>>>
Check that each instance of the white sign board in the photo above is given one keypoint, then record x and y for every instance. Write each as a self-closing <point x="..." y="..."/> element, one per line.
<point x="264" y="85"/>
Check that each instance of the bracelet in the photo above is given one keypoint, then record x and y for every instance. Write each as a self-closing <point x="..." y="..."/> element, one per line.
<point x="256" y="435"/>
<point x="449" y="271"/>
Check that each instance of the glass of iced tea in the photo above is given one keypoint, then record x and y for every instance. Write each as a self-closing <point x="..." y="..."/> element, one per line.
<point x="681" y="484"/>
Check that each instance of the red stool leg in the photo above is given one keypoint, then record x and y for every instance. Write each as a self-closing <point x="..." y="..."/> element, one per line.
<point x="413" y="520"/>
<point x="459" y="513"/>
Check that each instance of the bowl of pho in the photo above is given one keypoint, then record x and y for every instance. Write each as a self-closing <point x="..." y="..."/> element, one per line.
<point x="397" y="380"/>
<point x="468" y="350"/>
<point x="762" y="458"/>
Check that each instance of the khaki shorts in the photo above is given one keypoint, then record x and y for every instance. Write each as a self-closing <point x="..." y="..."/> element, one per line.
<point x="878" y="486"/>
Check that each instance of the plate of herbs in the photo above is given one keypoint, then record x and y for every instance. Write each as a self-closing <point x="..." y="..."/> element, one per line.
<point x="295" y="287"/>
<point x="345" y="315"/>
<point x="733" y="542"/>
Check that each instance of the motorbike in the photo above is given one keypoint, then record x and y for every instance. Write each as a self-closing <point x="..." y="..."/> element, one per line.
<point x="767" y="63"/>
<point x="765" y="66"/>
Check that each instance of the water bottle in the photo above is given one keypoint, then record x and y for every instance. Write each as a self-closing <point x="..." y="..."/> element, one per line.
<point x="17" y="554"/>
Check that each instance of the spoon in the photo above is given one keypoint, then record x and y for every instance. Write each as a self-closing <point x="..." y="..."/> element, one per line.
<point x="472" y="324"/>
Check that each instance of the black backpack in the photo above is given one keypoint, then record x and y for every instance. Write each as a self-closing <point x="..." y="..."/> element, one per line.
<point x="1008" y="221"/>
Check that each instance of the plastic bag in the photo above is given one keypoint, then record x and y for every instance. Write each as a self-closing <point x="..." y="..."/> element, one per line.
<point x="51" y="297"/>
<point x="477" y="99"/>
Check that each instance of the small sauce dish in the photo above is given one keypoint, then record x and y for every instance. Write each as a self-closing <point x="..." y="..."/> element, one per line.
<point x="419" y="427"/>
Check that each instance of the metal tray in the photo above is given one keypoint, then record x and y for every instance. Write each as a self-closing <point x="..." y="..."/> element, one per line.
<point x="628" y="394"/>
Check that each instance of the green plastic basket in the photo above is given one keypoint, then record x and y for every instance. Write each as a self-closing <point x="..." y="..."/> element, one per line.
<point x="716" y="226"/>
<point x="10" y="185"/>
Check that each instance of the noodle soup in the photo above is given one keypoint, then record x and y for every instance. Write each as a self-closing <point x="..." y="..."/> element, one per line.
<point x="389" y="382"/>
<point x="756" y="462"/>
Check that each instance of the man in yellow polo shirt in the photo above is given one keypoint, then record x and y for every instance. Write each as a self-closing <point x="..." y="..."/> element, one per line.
<<<
### Exercise description
Reproduce the entries word for word, from the line containing "Check that each instance of the noodle" through the end of the entries, including both of those lines and nothing outside them.

### Written reply
Check that each instance of the noodle soup in the photo above is given one keypoint, then record x and y for every instance. Write each as a self-closing <point x="..." y="..."/> element, one per line.
<point x="389" y="382"/>
<point x="756" y="462"/>
Check that each instance of the man in yellow polo shirt in the photo above is given one keypoint, then record x and y for every instance. Write each as a self-closing <point x="..." y="..."/> element, one per line.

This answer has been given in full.